4.        Accordi internazionali – Accordi dell’Unione – Primato sugli atti di diritto derivato dell’Unione – Obbligo di interpretare gli atti di diritto derivato alla luce degli accordi internazionali – Interpretazione della direttiva 2000/78 alla luce della convenzione delle Nazioni Unite sui diritti delle persone con disabilità

(Art. 216, § 2, TFUE; direttiva del Consiglio 2000/78)

5.        Politica sociale – Parità di trattamento in materia di occupazione e di condizioni di lavoro – Direttiva 2000/78 – Divieto di discriminazione fondata sulla disabilità – Nozione di «handicap»

(Direttiva del Consiglio 2000/78)

6.        Politica sociale – Parità di trattamento in materia di occupazione e di condizioni di lavoro – Direttiva 2000/78 – Divieto di discriminazione fondata sulla disabilità – Incapacità di procreare in modo naturale – Patologia tale da non impedire a una madre committente di accedere ad un lavoro, di svolgerlo o di avere una promozione – Insussistenza di discriminazione

(Direttiva del Consiglio 2000/78)

7.        Questioni pregiudiziali – Competenza della Corte – Limiti – Convenzione internazionale che vincola l’Unione – Esame di validità di una direttiva alla luce di una convenzione internazionale – Convenzione delle Nazioni Unite sui diritti delle persone con disabilità – Valutazione, alla luce di talune norme di detta convenzione, della validità della direttiva 2000/78 – Esclusione

[Art. 267, § 1, b), TFUE; direttiva del Consiglio 2000/78]

1.        La direttiva 2006/54, riguardante l’attuazione del principio delle pari opportunità e della parità di trattamento fra uomini e donne in materia di occupazione e impiego, in particolare agli articoli 4 e 14, deve essere interpretata nel senso che non costituisce una discriminazione fondata sul sesso il fatto di negare la concessione di un congedo retribuito equivalente a un congedo di maternità a una lavoratrice che abbia avuto un figlio mediante un contratto di maternità surrogata, in qualità di madre committente.

§ **Elenco dati**

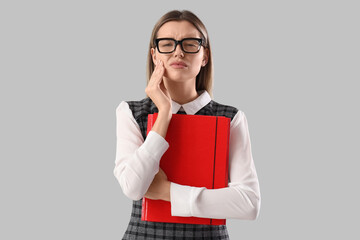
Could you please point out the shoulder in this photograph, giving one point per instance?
(138, 108)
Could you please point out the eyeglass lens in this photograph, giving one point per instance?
(188, 45)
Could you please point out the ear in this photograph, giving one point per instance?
(153, 55)
(205, 57)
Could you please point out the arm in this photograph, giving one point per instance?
(137, 161)
(240, 200)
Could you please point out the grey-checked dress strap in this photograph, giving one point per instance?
(138, 229)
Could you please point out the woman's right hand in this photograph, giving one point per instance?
(157, 91)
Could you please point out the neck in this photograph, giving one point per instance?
(181, 92)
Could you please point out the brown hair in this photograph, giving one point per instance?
(204, 79)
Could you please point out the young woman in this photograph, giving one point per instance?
(180, 79)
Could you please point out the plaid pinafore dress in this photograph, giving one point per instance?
(138, 229)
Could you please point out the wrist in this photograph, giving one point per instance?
(166, 196)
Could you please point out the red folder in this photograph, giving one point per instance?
(197, 156)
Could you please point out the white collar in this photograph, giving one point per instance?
(194, 106)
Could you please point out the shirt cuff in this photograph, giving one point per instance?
(182, 198)
(156, 145)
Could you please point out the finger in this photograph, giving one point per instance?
(157, 75)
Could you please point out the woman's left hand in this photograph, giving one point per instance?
(159, 188)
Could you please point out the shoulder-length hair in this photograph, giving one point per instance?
(204, 80)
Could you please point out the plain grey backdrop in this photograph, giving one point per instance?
(291, 66)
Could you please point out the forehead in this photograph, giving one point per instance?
(178, 30)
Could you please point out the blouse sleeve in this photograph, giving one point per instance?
(241, 199)
(136, 161)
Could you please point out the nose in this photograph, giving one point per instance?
(178, 51)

§ **Cosa fare**
Trascrivi per favore l'intero passo citato, senza cambiare nulla. Le righe sono materiale a sé, distinto dal passo citato.

§ **Ecco la soluzione**
4.        Accordi internazionali – Accordi dell’Unione – Primato sugli atti di diritto derivato dell’Unione – Obbligo di interpretare gli atti di diritto derivato alla luce degli accordi internazionali – Interpretazione della direttiva 2000/78 alla luce della convenzione delle Nazioni Unite sui diritti delle persone con disabilità

(Art. 216, § 2, TFUE; direttiva del Consiglio 2000/78)

5.        Politica sociale – Parità di trattamento in materia di occupazione e di condizioni di lavoro – Direttiva 2000/78 – Divieto di discriminazione fondata sulla disabilità – Nozione di «handicap»

(Direttiva del Consiglio 2000/78)

6.        Politica sociale – Parità di trattamento in materia di occupazione e di condizioni di lavoro – Direttiva 2000/78 – Divieto di discriminazione fondata sulla disabilità – Incapacità di procreare in modo naturale – Patologia tale da non impedire a una madre committente di accedere ad un lavoro, di svolgerlo o di avere una promozione – Insussistenza di discriminazione

(Direttiva del Consiglio 2000/78)

7.        Questioni pregiudiziali – Competenza della Corte – Limiti – Convenzione internazionale che vincola l’Unione – Esame di validità di una direttiva alla luce di una convenzione internazionale – Convenzione delle Nazioni Unite sui diritti delle persone con disabilità – Valutazione, alla luce di talune norme di detta convenzione, della validità della direttiva 2000/78 – Esclusione

[Art. 267, § 1, b), TFUE; direttiva del Consiglio 2000/78]

1.        La direttiva 2006/54, riguardante l’attuazione del principio delle pari opportunità e della parità di trattamento fra uomini e donne in materia di occupazione e impiego, in particolare agli articoli 4 e 14, deve essere interpretata nel senso che non costituisce una discriminazione fondata sul sesso il fatto di negare la concessione di un congedo retribuito equivalente a un congedo di maternità a una lavoratrice che abbia avuto un figlio mediante un contratto di maternità surrogata, in qualità di madre committente.